• [Text]:
= = = =
Ricardo, The Angel of Sky Harbor (and some pics from AZ)


(If you were looking for all the great song downloads, and graphics and stuff, it’s here: www.lagoononline.com)

A little bit everyday, says the Empress

So, @LagoonMarisa and I (Jake, you know, the bass player, the one in the band that has to write stuff since my instrument is the most dispensable) headed home to Arizona to visit our parents. It seems we left just in time, because tropical storm Danny came by and smacked Massachusetts. This allowed @Davidtornado to get a ton of work done on one of our new songs. Everything else “band related” is going really well, but nothing specific really to report.

So what I got for your entertainment is a story. Yes. A story. It is story time. Go grab your milk, find a comfy spot, and enjoy. And then after story time I’ll give you some pictures from the trip.

Ricardo, The angle of Sky Harbor

It is amazing to me that most airports do NOT have free wireless…

Boston’s Logan airport? Nope, gotta pay…

Chicago Midway? Nope, gotta pay…

The only airport that was kind enough to lend me some internets was Sky Harbor in Phoenix Arizona. Now, the interesting thing about this is that in order to gain free access you have to fill out a small survey. The survey asked you to name a Sky Harbor employee and then say how they helped you in some way… Here was my dilemma: no employee had helped me. Alas, my desire to check my faceybook and mespaces pushed me to fabricate a man. This man’s name was Ricardo, and he is one amazing man.

(Note: I actually submitted this  fictional survey.)

Please take a moment and tell us about an Airport employee that has helped you during your stay here at Sky Harbor.

Employee’s Name: Ricardo

And in what way did He/She help you:

              Agitated and in need of relieving myself, I entered the men’s bathroom on the B concourse located in terminal 4. Two minutes earlier, a snippy airline teller had told me my flight was canceled, and during the plane transfer my bag had been ripped open, leaking my expensive dress socks all over the runway. I was almost too flustered to speak, and I am sure you could imagine that I was feeling less than confident in Sky Harbor’s ability to safely transport me to my destination.
             As I finished up in the bathroom, a prim dressed bathroom maintenance man handed me a paper towel. He looked at me with kind eyes and asked me what was wrong. I explained to him my story, and in a soft voice he said, “is ok, Ricardo is here.” Now, I am sure you can understand how this was extremely awkward, but as he bent down and mended my bag with thread from his cart, all my fears were allayed.
              This man was an amazing listener. With every soft motion he made feel better about my trip, and how I was headed to El Paso Texas to mourn the death of my Grandfather. Here was a soul who has spent G-d knows how many years cleaning up trash and bodily filth, yet he could still connect with me on a personal level. I realized I had over 4 hours until my next flight, and I was determined to spend it with Ricardo.
                      Ricardo slowly pushed his cart through the terminal, pointing out the lesser-known facts about airport life. He told me about the drama he’s seen, celebrities he’s met, and lovers he had in moments of passion and on which seats. At one point, when he bent over to pick up a Burger King wrapper, I swear the piece of trash jumped at his fingers, as if possessed with desire to touch Ricardo’s outstretched arm.
= = = =
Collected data
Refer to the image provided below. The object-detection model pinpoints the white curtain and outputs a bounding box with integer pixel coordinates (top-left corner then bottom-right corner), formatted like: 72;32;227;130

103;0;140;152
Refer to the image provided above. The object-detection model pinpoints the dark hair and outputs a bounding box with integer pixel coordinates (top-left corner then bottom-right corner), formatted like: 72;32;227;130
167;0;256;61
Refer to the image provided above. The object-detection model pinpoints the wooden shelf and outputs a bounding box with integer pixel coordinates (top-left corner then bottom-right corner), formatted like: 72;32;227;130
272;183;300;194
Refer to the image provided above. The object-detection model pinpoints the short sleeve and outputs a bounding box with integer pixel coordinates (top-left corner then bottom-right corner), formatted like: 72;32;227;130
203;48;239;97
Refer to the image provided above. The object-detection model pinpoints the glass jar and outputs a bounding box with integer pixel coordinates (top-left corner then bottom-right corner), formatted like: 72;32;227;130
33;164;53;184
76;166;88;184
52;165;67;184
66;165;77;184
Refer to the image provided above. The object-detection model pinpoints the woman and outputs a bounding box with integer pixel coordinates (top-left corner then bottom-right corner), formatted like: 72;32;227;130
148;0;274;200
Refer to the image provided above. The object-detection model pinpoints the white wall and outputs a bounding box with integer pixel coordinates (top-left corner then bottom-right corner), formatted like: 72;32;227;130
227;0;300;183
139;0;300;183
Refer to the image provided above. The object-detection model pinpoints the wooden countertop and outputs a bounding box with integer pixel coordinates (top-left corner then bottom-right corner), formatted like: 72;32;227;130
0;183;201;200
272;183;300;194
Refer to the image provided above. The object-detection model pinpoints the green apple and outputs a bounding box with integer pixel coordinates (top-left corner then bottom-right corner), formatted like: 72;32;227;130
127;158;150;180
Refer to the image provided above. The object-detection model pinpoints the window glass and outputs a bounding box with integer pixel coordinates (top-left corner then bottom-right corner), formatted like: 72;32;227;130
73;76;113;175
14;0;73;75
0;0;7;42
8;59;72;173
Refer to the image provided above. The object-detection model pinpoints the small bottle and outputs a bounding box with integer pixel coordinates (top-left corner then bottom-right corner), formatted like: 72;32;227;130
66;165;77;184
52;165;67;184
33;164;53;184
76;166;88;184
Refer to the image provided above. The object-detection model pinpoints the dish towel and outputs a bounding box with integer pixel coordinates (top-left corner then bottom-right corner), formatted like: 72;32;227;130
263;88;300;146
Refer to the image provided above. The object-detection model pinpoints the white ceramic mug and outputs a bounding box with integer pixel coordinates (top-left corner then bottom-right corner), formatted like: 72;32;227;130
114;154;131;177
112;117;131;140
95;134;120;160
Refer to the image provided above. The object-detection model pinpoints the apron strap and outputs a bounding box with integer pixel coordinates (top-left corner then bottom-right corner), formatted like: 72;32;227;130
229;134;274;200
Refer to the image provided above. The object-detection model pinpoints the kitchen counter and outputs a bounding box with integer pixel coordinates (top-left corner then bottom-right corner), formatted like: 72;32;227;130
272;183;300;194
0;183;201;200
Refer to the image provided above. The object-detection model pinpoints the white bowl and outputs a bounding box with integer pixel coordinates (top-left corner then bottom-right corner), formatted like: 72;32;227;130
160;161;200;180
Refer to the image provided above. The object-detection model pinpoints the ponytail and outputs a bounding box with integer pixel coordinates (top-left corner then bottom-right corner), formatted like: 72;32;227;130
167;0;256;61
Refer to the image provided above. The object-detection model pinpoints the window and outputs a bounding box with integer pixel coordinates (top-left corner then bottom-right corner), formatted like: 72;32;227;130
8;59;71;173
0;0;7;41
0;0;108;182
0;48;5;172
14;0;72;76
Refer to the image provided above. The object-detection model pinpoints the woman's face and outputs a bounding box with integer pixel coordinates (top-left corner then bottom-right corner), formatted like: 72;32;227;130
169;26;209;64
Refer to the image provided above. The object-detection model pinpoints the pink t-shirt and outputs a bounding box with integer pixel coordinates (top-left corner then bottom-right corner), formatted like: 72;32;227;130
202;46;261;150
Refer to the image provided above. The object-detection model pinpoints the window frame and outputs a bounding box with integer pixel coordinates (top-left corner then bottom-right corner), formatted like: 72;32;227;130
= = = =
• [Work order 1]:
Edit the airport story by reproducing everything from "So what I got" down to "one amazing man.", with "Chicago Midway" replaced by "Denver International".
• [Work order 2]:
Name every airport mentioned in the airport story.
• [Work order 3]:
Condense the paragraph of the airport story that begins "The only airport that was kind enough" into a shorter version that keeps its main facts.
Rely only on the text when completing the tasks.

• [Response box 1]:
So what I got for your entertainment is a story. Yes. A story. It is story time. Go grab your milk, find a comfy spot, and enjoy. And then after story time I’ll give you some pictures from the trip.

Ricardo, The angle of Sky Harbor

It is amazing to me that most airports do NOT have free wireless…

Boston’s Logan airport? Nope, gotta pay…

Denver International? Nope, gotta pay…

The only airport that was kind enough to lend me some internets was Sky Harbor in Phoenix Arizona. Now, the interesting thing about this is that in order to gain free access you have to fill out a small survey. The survey asked you to name a Sky Harbor employee and then say how they helped you in some way… Here was my dilemma: no employee had helped me. Alas, my desire to check my faceybook and mespaces pushed me to fabricate a man. This man’s name was Ricardo, and he is one amazing man.

• [Response box 2]:
Boston's Logan airport, Chicago Midway, and Sky Harbor in Phoenix, Arizona.

• [Response box 3]:
Sky Harbor in Phoenix, Arizona, was the only airport that gave the writer free wireless access. To get it, users had to complete a short survey naming a Sky Harbor employee and explaining how that person had helped them. No employee had helped the writer. Wanting to check social media anyway, the writer invented a man named Ricardo.